> _Referring expression grounding data_:
----

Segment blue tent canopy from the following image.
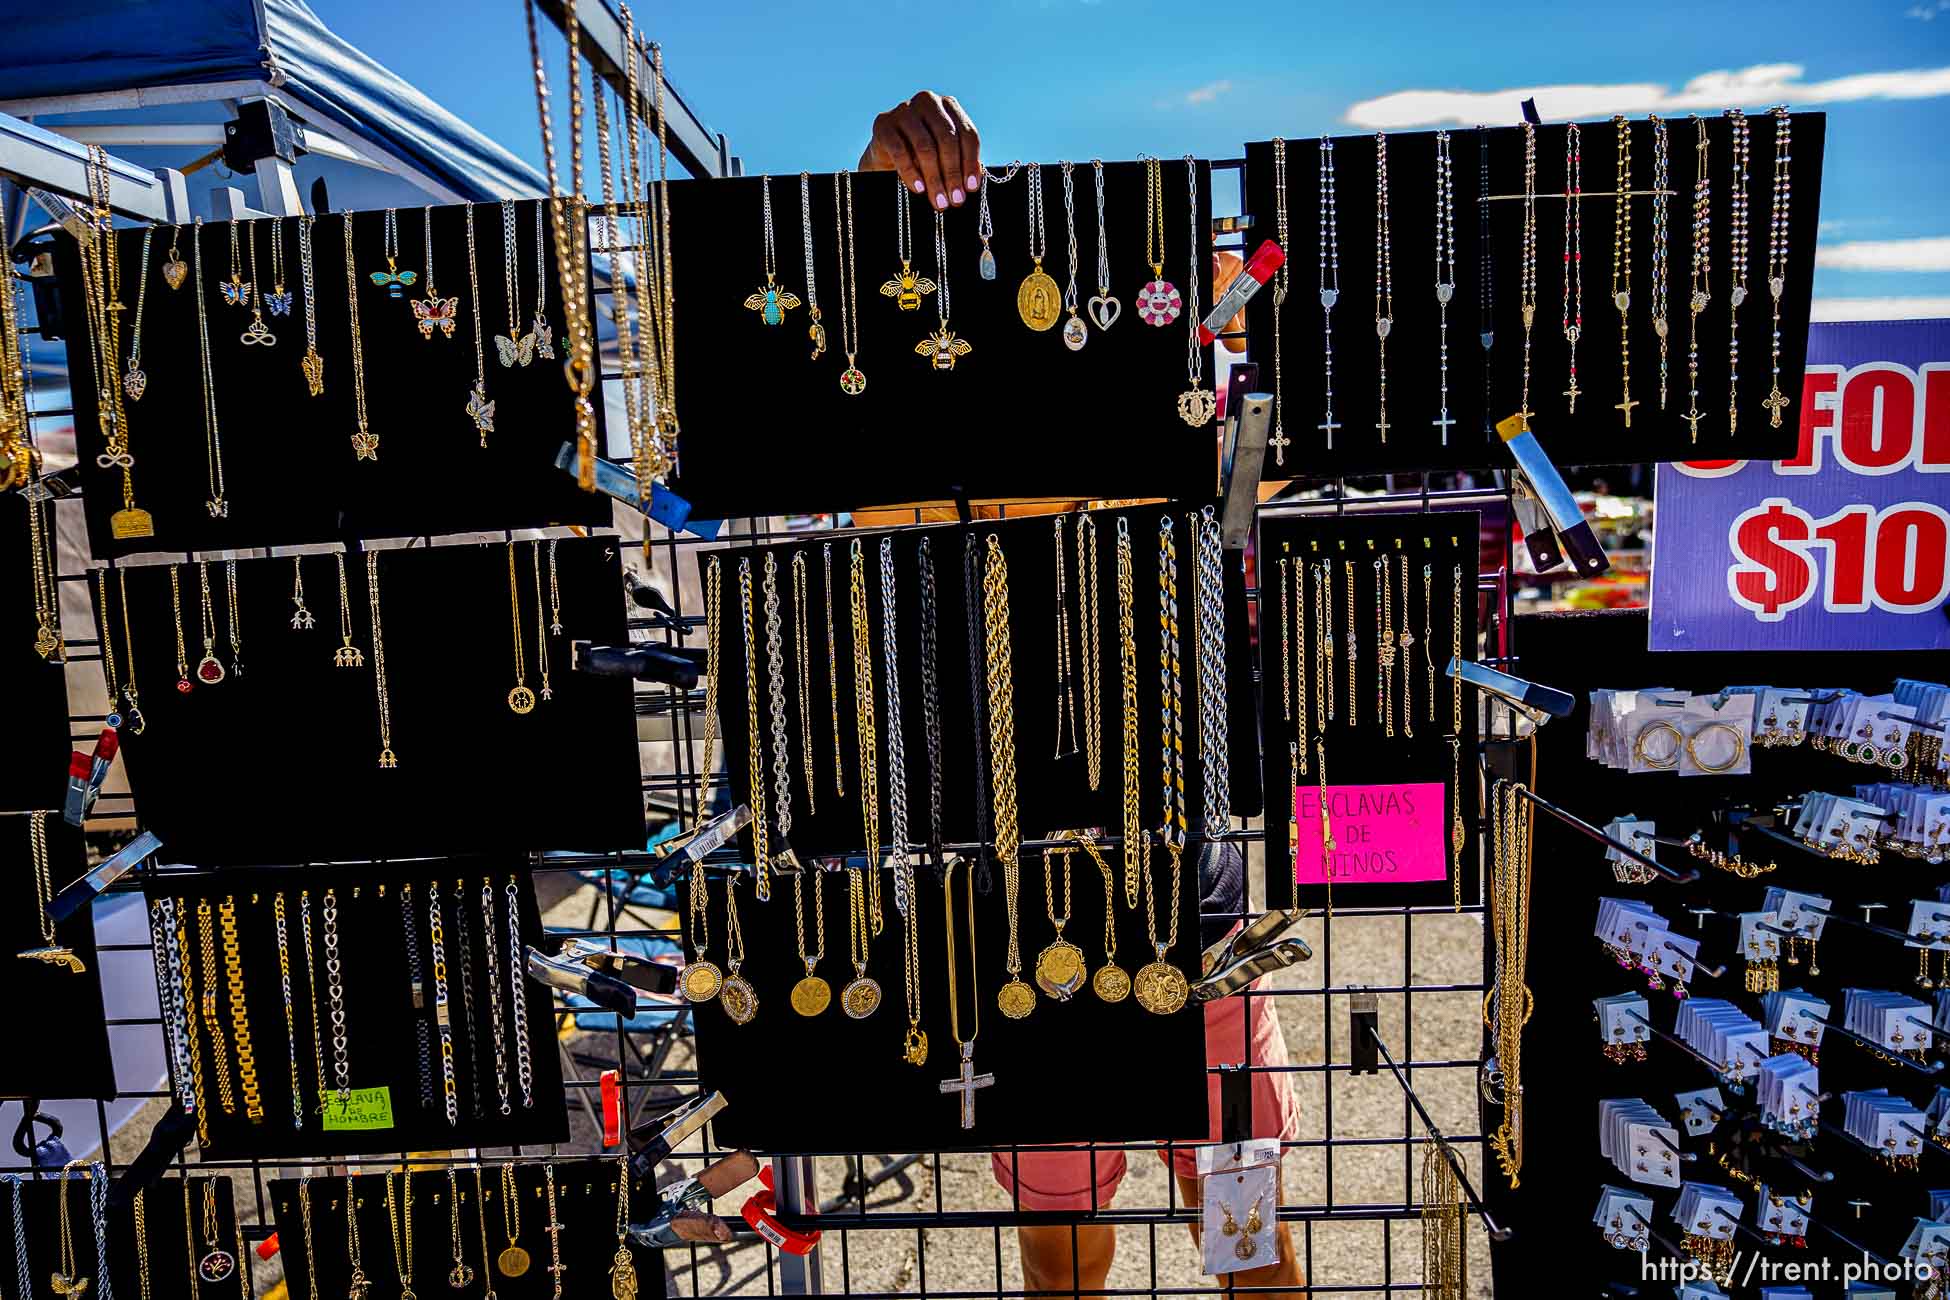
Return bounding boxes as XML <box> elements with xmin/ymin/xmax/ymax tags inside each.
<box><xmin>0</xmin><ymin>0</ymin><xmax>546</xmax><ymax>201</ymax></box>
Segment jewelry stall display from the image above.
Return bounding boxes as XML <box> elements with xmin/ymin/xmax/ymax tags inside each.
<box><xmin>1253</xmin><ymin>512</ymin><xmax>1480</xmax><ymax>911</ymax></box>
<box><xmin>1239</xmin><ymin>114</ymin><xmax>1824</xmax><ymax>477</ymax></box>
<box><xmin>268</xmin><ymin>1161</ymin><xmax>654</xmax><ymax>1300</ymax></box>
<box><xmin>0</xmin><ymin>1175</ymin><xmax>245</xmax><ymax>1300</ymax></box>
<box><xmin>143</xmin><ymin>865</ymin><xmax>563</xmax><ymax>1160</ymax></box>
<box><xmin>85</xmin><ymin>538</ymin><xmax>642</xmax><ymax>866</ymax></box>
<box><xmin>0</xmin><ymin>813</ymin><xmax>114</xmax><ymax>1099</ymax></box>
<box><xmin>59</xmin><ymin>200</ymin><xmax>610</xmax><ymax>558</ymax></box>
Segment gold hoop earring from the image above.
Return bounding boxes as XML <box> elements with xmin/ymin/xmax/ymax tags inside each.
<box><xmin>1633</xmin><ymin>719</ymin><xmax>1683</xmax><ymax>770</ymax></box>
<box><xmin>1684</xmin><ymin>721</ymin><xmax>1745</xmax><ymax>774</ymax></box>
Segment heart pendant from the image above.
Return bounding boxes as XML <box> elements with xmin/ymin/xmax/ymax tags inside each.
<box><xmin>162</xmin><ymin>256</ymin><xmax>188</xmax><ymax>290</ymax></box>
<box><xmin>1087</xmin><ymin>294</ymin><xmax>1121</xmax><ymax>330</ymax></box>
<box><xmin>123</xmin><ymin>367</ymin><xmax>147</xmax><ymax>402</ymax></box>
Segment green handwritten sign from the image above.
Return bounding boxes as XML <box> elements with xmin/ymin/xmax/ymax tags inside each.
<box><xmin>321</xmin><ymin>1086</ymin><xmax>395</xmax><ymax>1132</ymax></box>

----

> _YOUR ASSIGNMENT_:
Using the records above, write out exactly the lines from the one containing "Segment heart pendant from the image above." through the last, and add nothing.

> _SOLUTION TO THE PROBLEM_:
Segment heart pendant from the image above.
Return bounding boxes as XML <box> elements with xmin/ymin/xmax/ymax tags inside each.
<box><xmin>162</xmin><ymin>256</ymin><xmax>188</xmax><ymax>290</ymax></box>
<box><xmin>1087</xmin><ymin>294</ymin><xmax>1121</xmax><ymax>330</ymax></box>
<box><xmin>123</xmin><ymin>367</ymin><xmax>147</xmax><ymax>402</ymax></box>
Segment green handwritten sign from the image above.
Return bounding boxes as XML <box> elements with xmin/ymin/xmax/ymax tags inside each.
<box><xmin>321</xmin><ymin>1086</ymin><xmax>395</xmax><ymax>1132</ymax></box>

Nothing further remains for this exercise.